- Objective A: Please sum up the text on remote work tools below in two sentences.

- Extracted text:
Ever had someone tell you you’re a fast worker? They might have asked you to edit a few images, create a short video about something, or find a bug fix in the code they’d written. A task that’d take you a few hours, they thought. But you simply whipped up Canva, Loom, VS Code, and did what they'd asked in mere minutes.
The right remote work tools can supercharge your productivity. They enable you to move fast without compromising on quality. The better these tools get, the more we can accomplish during our working hours. That’s why I've compiled a list of our 21 favorite remote work tools for software developers.
You’ll probably know a few of these tools. But even if you’re a productivity nut scouring the Internet for productivity software every evening, I'm sure there’ll be a few tools that you hadn’t heard of before.
If you work for a fully remote company, Slack is your new office. It’s a business communication platform with direct messaging and chat rooms that you can organize by topic. You can access Slack in the browser, but there’s also a desktop client and mobile apps.

- Objective B: From the records below, gather every line that contains the word "windmill", matching case.

- Records for the exercise:
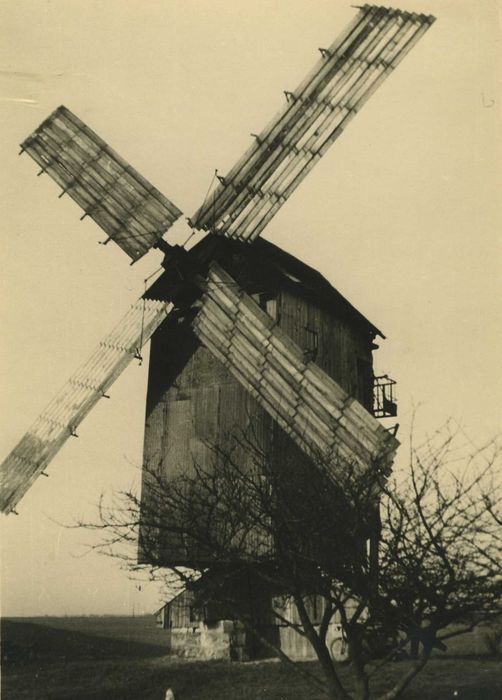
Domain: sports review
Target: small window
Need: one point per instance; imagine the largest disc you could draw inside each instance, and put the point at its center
(267, 302)
(311, 343)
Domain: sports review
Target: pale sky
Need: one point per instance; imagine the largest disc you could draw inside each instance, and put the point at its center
(402, 215)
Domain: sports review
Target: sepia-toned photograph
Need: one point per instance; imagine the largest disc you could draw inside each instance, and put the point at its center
(250, 360)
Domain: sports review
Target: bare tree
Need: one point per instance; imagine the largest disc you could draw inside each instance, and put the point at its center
(302, 532)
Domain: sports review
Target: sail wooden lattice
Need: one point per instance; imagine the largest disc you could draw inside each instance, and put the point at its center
(128, 208)
(76, 398)
(315, 115)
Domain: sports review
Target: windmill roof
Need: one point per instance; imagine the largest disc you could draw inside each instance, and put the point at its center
(263, 263)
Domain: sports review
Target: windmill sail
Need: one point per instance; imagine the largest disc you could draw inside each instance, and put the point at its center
(128, 208)
(77, 397)
(308, 404)
(315, 115)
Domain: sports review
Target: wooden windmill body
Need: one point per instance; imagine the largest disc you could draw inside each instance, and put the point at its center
(239, 328)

- Final answer A: The right remote work tools let you move fast without compromising on quality, which is why the text compiles a list of 21 favorite remote work tools for software developers. It describes Slack as a business communication platform with direct messaging and topic-based chat rooms that acts as the office for fully remote companies and is available in the browser, as a desktop client, and as mobile apps.

- Final answer B:
Target: windmill roof
Target: windmill sail
Target: wooden windmill body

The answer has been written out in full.